> _Passage provided_
--- START ---

CABUS

Audio By Carbonatix
When we first met Elyse Jewel, she had just wrapped up a performance at The Pop Up 2. At the showcase, which took place last December at the NS Event Center, Jewel shared the bill with other local musicians, including Ashton Edminster and CABUS, formerly known as Larry g(EE). Her set consisted of some of her original songs, including “Fine By Me” and “Thinking About You,” of which she just released a live version this January. She also performed a few covers, including one of “Lover” by her idol Taylor Swift.
Over a month after the showcase, we catch up with the 17-year-old singer-songwriter on the release day of the alternate version of “Thinking About You.” Jewel is still riding the high of The Pop Up 2 showcase, her first performance in a while. The singer has taken the stage at venues House of Blues Dallas and Lava Cantina, but she prefers smaller venues, like those local types of showcases or the stage at Ascension Coffee.

--- END ---

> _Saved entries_
--- START ---

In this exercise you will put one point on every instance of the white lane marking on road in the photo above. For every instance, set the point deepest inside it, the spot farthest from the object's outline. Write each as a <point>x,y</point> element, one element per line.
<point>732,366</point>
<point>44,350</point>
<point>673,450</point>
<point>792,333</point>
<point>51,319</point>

--- END ---

> _Questions on the material_
[1] For each of the statements (a), (b), and (c), decide whether it agrees with the Elyse Jewel article, answering yes or no and quoting the words of the article that settle it. (a) The Pop Up 2 showcase was held at the NS Event Center. (b) Jewel prefers large venues such as House of Blues Dallas. (c) Jewel is 17 years old.
[2] Output the part of the Elyse Jewel article starting with "Audio By Carbonatix" and going on through "idol Taylor Swift.".
[3] Summarize the Elyse Jewel article in two sentences.

> _Answers to the problems_
[1]
(a) Yes: "which took place last December at the NS Event Center"
(b) No: "she prefers smaller venues, like those local types of showcases or the stage at Ascension Coffee"
(c) Yes: "the 17-year-old singer-songwriter"

[2]
Audio By Carbonatix
When we first met Elyse Jewel, she had just wrapped up a performance at The Pop Up 2. At the showcase, which took place last December at the NS Event Center, Jewel shared the bill with other local musicians, including Ashton Edminster and CABUS, formerly known as Larry g(EE). Her set consisted of some of her original songs, including “Fine By Me” and “Thinking About You,” of which she just released a live version this January. She also performed a few covers, including one of “Lover” by her idol Taylor Swift.

[3] Elyse Jewel, a 17-year-old singer-songwriter, performed original songs and covers, including "Lover" by Taylor Swift, at The Pop Up 2 showcase at the NS Event Center last December. She has played venues such as House of Blues Dallas and Lava Cantina but prefers smaller stages like local showcases or Ascension Coffee.